WORK TO DO:
**A)** Reproduce the part of the DejaGrabber thread that opens with the words containing "http://www.sff.net/people/neelk/free-software/DejaGrabber.py" and closes with "host: self.connect(host, port)".
**B)** Decide whether each statement below agrees with the DejaGrabber thread, answering yes or no and quoting the deciding words: (i) the module has two classes, DejaGrabber and Article; (ii) the author considers the DejaGrabber interface to need no further work; (iii) the reply reports an error that came up while reaching www.python.org through a proxy.

SELECTED EXCERPT:
========

Mailing List Archive

[ANN] DejaGrabber 0.1 -- search Dejanews with Python
If you'd like a convenient way of searching the DejaNews archive using
Python, I'm happy to present the DejaGrabber module. This is a module
to make searching Dejanews easier. There are two classes, DejaGrabber
and Article. I've tried to add a reasonable number of useful
docstrings, too.

The interface to DejaGrabber could probably use a bit of work. If I
ever use it enough to find out what the flaws are, I will fix
it. Patches are welcome. :)

Here's an example:
>>> from DejaGrabber import *
>>> d = DejaGrabber(group='comp.lang.python', author='Tim Peters')
>>> l = d.get_messages(4)
>>> print l
[.99/06/23 30 comp.lang.python RE: Python Exes! Tim Peters
, 99/06/18 28 comp.lang.python RE: Newbie: Truth values (th Tim Peters
, 99/06/18 28 comp.lang.python RE: DATE ARITHMETIC Tim Peters
, 99/06/18 28 comp.lang.python RE: NameError Problem Tim Peters
, 99/05/18 25 comp.lang.python RE: while (a=b()) ... Tim Peters
]

You can grab a copy at

http://www.sff.net/people/neelk/free-software/DejaGrabber.py


Neel
[ANN] DejaGrabber 0.1 -- search Dejanews with Python [ In reply to ]
Neel:
This looks really great..
But I have this:

Traceback (innermost last):
File "<interactive input>", line 1, in ?
File "C:\Program Files\Py152\Lib\httplib.py", line 51, in __init__
if host: self.connect(host, port)
File "C:\Program Files\Py152\Lib\httplib.py", line 79, in connect
self.sock.connect(host, port)
File "<string>", line 1, in connect
error: (10065, 'winsock error')

when i am trying to reach www.python.org thru a proxy (www.mc.xerox.com).
How to handle this proxy-related situation?

Thanx -- val

Neel Krishnaswami <neelk@brick.cswv.com> wrote in message
news:7kuu73$1ki$1@brick.cswv.com...
>
> If you'd like a convenient way of searching the DejaNews archive using
> Python, I'm happy to present the DejaGrabber module. This is a module
> to make searching Dejanews easier. There are two classes, DejaGrabber
> and Article. I've tried to add a reasonable number of useful
> docstrings, too.
>
> The interface to DejaGrabber could probably use a bit of work. If I
> ever use it enough to find out what the flaws are, I will fix
> it. Patches are welcome. :)
>
> Here's an example:
> >>> from DejaGrabber import *
> >>> d = DejaGrabber(group='comp.lang.python', author='Tim Peters')
> >>> l = d.get_messages(4)

========

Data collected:
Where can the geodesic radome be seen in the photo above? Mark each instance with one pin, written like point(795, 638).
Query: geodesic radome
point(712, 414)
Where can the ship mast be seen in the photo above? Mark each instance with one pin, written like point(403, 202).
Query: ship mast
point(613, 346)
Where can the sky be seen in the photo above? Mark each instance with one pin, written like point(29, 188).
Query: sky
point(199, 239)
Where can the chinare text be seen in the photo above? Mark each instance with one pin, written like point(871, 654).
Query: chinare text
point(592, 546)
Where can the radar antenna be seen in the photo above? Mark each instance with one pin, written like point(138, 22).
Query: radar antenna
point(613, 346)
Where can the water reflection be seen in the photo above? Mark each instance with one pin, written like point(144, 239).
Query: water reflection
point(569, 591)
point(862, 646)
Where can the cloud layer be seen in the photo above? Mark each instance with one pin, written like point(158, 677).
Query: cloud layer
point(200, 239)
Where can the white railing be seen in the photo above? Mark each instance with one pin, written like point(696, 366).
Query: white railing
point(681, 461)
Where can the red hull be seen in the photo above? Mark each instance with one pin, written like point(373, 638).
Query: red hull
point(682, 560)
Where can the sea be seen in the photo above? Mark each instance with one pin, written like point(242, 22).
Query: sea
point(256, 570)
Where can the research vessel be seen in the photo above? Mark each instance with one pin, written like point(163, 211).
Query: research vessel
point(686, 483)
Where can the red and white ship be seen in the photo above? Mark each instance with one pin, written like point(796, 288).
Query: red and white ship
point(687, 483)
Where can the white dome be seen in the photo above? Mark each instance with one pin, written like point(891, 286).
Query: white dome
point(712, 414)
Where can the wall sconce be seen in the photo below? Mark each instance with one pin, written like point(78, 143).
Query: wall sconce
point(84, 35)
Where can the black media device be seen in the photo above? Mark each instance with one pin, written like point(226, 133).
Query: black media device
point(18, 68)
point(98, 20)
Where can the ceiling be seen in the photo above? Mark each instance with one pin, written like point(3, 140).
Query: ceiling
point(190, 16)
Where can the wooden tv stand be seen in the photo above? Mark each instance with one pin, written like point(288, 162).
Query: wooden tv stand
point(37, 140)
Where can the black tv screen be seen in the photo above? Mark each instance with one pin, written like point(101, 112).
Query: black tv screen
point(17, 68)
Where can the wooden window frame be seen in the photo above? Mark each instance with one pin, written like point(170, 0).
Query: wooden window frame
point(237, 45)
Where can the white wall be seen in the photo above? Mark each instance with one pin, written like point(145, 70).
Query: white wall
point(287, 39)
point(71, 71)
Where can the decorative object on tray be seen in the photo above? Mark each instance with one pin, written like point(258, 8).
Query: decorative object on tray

========

RESULTS:
**A)**
http://www.sff.net/people/neelk/free-software/DejaGrabber.py


Neel
[ANN] DejaGrabber 0.1 -- search Dejanews with Python [ In reply to ]
Neel:
This looks really great..
But I have this:

Traceback (innermost last):
File "<interactive input>", line 1, in ?
File "C:\Program Files\Py152\Lib\httplib.py", line 51, in __init__
if host: self.connect(host, port)

**B)**
(i) Yes: "There are two classes, DejaGrabber and Article."
(ii) No: "The interface to DejaGrabber could probably use a bit of work."
(iii) Yes: "when i am trying to reach www.python.org thru a proxy (www.mc.xerox.com)."